Extracted data ->
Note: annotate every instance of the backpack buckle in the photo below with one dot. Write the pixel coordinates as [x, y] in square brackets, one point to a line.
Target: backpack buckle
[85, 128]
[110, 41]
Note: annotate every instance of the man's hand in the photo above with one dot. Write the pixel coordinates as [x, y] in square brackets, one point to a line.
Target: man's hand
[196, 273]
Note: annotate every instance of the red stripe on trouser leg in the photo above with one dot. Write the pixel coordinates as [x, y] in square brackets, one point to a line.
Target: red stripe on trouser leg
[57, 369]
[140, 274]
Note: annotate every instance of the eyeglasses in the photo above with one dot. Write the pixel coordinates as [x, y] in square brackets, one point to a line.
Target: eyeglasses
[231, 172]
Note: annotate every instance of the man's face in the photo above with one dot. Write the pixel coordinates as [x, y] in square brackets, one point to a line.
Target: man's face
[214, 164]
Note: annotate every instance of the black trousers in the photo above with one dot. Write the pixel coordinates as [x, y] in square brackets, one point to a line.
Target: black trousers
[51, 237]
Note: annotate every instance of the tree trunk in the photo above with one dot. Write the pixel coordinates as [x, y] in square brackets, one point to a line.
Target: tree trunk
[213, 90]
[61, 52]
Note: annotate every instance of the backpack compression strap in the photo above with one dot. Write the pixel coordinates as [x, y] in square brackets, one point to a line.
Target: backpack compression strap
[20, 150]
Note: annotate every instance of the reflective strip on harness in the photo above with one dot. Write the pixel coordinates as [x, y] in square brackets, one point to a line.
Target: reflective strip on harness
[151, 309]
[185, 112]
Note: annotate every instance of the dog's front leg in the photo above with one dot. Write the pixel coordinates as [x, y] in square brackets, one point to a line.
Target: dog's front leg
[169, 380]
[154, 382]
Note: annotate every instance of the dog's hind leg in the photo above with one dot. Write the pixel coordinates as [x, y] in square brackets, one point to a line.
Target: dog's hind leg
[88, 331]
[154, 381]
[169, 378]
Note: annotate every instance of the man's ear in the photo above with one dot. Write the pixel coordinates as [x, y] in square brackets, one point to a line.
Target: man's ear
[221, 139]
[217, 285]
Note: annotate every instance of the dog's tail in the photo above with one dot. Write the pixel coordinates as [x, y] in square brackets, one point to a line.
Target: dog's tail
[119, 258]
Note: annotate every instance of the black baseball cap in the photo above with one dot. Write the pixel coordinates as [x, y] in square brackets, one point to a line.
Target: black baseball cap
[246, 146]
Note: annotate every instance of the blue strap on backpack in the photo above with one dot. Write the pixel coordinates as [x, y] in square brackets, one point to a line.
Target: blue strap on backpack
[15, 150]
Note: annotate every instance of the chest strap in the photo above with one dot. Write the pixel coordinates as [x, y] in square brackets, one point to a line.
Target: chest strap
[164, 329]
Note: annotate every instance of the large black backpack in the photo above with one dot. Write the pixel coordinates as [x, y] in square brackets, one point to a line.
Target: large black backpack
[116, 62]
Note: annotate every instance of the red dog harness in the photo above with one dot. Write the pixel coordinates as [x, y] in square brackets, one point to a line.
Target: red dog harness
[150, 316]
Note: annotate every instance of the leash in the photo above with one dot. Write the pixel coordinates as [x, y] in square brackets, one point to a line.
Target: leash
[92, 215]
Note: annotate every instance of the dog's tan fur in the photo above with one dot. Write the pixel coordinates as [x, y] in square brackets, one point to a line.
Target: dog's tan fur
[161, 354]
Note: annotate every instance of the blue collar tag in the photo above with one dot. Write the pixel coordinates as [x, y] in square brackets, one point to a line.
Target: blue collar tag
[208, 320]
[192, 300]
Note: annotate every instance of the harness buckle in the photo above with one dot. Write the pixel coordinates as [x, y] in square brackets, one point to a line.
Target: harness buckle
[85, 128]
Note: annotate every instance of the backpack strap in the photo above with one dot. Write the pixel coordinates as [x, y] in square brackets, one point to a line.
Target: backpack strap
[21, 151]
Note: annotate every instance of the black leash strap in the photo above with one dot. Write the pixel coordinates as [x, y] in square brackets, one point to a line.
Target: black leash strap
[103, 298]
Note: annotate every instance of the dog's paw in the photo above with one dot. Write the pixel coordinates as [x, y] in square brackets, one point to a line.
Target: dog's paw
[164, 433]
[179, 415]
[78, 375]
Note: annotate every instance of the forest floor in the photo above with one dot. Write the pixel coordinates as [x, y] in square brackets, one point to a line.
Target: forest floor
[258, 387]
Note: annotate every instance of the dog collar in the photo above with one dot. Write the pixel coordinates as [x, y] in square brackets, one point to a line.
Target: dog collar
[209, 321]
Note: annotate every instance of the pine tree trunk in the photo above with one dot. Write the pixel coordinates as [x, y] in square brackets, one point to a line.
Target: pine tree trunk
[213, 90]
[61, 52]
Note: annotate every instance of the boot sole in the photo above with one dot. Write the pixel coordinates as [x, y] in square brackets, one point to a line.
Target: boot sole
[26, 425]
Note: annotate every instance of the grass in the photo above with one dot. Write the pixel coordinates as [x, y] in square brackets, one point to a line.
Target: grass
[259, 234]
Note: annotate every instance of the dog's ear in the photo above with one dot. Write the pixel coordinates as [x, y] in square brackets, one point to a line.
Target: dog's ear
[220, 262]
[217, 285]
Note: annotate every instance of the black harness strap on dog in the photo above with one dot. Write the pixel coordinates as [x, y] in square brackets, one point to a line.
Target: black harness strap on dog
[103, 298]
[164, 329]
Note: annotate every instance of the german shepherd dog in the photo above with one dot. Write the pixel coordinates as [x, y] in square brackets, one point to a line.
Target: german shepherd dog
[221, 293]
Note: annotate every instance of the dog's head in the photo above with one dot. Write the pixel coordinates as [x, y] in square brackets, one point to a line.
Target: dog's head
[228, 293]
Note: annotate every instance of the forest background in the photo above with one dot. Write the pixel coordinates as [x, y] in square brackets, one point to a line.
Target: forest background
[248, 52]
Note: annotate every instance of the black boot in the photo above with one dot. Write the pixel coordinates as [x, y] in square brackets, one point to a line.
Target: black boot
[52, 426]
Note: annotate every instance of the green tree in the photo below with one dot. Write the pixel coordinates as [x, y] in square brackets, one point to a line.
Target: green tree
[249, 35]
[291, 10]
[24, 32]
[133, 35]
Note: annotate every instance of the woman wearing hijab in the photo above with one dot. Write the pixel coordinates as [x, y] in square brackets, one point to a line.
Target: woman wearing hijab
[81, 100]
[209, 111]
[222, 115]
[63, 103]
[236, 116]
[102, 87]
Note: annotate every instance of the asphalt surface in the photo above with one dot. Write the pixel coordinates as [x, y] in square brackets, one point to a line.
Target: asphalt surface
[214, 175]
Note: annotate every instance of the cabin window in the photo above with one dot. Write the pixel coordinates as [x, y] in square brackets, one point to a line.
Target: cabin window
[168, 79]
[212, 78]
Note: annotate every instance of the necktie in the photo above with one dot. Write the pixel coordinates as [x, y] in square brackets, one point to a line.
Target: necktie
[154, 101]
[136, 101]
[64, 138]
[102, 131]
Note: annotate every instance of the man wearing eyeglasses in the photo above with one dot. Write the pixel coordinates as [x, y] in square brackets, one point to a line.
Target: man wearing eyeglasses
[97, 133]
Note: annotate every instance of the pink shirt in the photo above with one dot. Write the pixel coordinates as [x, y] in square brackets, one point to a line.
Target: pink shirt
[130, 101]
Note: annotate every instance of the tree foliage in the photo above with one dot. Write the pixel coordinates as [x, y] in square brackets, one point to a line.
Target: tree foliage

About this task -> Looking at the material above, please copy exactly every line from its first line through the line containing "Note: annotate every instance of the red stripe", with both ends included and nothing else.

Reply to the exercise ->
Note: annotate every instance of the backpack buckle in the photo below with one dot. Write the pixel coordinates as [x, y] in square brackets, one point to a line.
Target: backpack buckle
[85, 128]
[110, 41]
Note: annotate every instance of the man's hand in the photo above with one dot. Write the pixel coordinates as [x, y] in square brackets, one point to a line.
Target: man's hand
[196, 273]
Note: annotate every instance of the red stripe on trouser leg in the photo above with one dot. Write the pixel coordinates as [x, y] in square brackets, one point to a line.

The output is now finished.